*Document segment*

• • • • • • •

We aim for these mathematical models to have the two-fold effect of pushing forward fields associated with applied mathematics such as scientific computing, fluid mechanics, non-linear partial differential equations, and multiscale analysis, but also providing important inroads of using mathematics to impact the biological sciences and medicine. A key aspect of our project is to interface with active fertility clinicians and reproductive biologists and explore with them how our models coupled with their laboratory techniques might be used in the future to enhance clinical data and provide better patient outcomes

Planned Impact

Impact vision: Mathematical models are used widely in weather prediction and to predict financial markets. We envision a future where the predictive power of mathematical models is also used in healthcare to help diagnose diseases and improve patient outcomes. Our project aims to make in roads towards this vision in the context of fertility healthcare.

Impact on society: Infertility treatments are expensive, invasive, and often used without identifying the exact cause of infertility. We aim to couple our mathematical models to existing fertility diagnostics with the aim of increasing diagnosis accuracy and improving patient outcomes. To do this, we will collaborate with Dr Matt Tomlinson, the head of an NHS fertility lab, and Prof William Holt, a world leader in fertility research. We view this aspect of the project as the prototyping phase of a virtual mucus simulator, a software tool that can be used by clinical fertility labs to enhance fertility diagnosis. We plan to explain our vision of using mathematics in healthcare to the public through the Imperial Festival, an annual event showcasing the institution's research activities to a general audience.

Impact on people: The use of mathematical models in healthcare requires training junior mathematicians to work with clinical scientists. With this in mind, the PDRAs will work closely with Dr. Tomlinson and his team to couple the mathematical models with their lab data. This will become part of their larger training in numerics and data handling that will increase their job prospects. At the same time, the PRDAs will be encouraged to develop their own independent ideas. They will receive travel funds to attend conferences and develop international contacts. Throughout the project, they will receive careful guidance from EEK and PD and benefit from the Imperial College Postdoctoral Development Centre. We aim for training to also extend to postgraduates through courses we will teach as part of the multi-university TCC programme. We will also participate in the Imperial CDT in Fluid Mechanics across Scales and expose our own PhD students to the proposed research.

• • • • • • •

*Problem statement*
Quote the project summary word for word, between "Impact on society: Infertility" and "a general audience.", inclusive. The data that come next are separate from the project summary.

• • • • • • •

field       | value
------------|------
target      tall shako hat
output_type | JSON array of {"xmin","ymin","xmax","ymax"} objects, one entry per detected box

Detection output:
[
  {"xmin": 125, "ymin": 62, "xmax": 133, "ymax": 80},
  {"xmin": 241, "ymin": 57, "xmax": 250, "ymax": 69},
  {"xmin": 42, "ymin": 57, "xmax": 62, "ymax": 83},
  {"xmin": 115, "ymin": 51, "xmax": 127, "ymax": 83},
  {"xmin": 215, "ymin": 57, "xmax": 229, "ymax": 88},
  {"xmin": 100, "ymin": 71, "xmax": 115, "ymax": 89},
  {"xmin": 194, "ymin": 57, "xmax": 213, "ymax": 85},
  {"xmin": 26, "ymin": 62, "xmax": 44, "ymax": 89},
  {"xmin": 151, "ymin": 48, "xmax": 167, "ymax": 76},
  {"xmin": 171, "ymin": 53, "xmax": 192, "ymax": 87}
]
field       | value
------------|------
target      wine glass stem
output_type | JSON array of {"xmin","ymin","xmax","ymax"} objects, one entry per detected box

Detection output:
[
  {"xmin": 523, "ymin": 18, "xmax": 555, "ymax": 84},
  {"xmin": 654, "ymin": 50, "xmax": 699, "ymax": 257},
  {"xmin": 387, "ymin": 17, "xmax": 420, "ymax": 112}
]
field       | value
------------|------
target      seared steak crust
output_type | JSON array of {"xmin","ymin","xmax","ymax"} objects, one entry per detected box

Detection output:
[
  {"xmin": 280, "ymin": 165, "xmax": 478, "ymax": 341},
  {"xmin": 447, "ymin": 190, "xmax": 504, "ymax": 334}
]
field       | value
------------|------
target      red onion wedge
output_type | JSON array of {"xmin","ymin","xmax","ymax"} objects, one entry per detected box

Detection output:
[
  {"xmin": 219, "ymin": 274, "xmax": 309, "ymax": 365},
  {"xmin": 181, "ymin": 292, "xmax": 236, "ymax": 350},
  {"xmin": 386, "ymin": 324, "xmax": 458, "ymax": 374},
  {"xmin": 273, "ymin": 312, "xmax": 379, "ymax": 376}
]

• • • • • • •

*Output for this task*
Impact on society: Infertility treatments are expensive, invasive, and often used without identifying the exact cause of infertility. We aim to couple our mathematical models to existing fertility diagnostics with the aim of increasing diagnosis accuracy and improving patient outcomes. To do this, we will collaborate with Dr Matt Tomlinson, the head of an NHS fertility lab, and Prof William Holt, a world leader in fertility research. We view this aspect of the project as the prototyping phase of a virtual mucus simulator, a software tool that can be used by clinical fertility labs to enhance fertility diagnosis. We plan to explain our vision of using mathematics in healthcare to the public through the Imperial Festival, an annual event showcasing the institution's research activities to a general audience.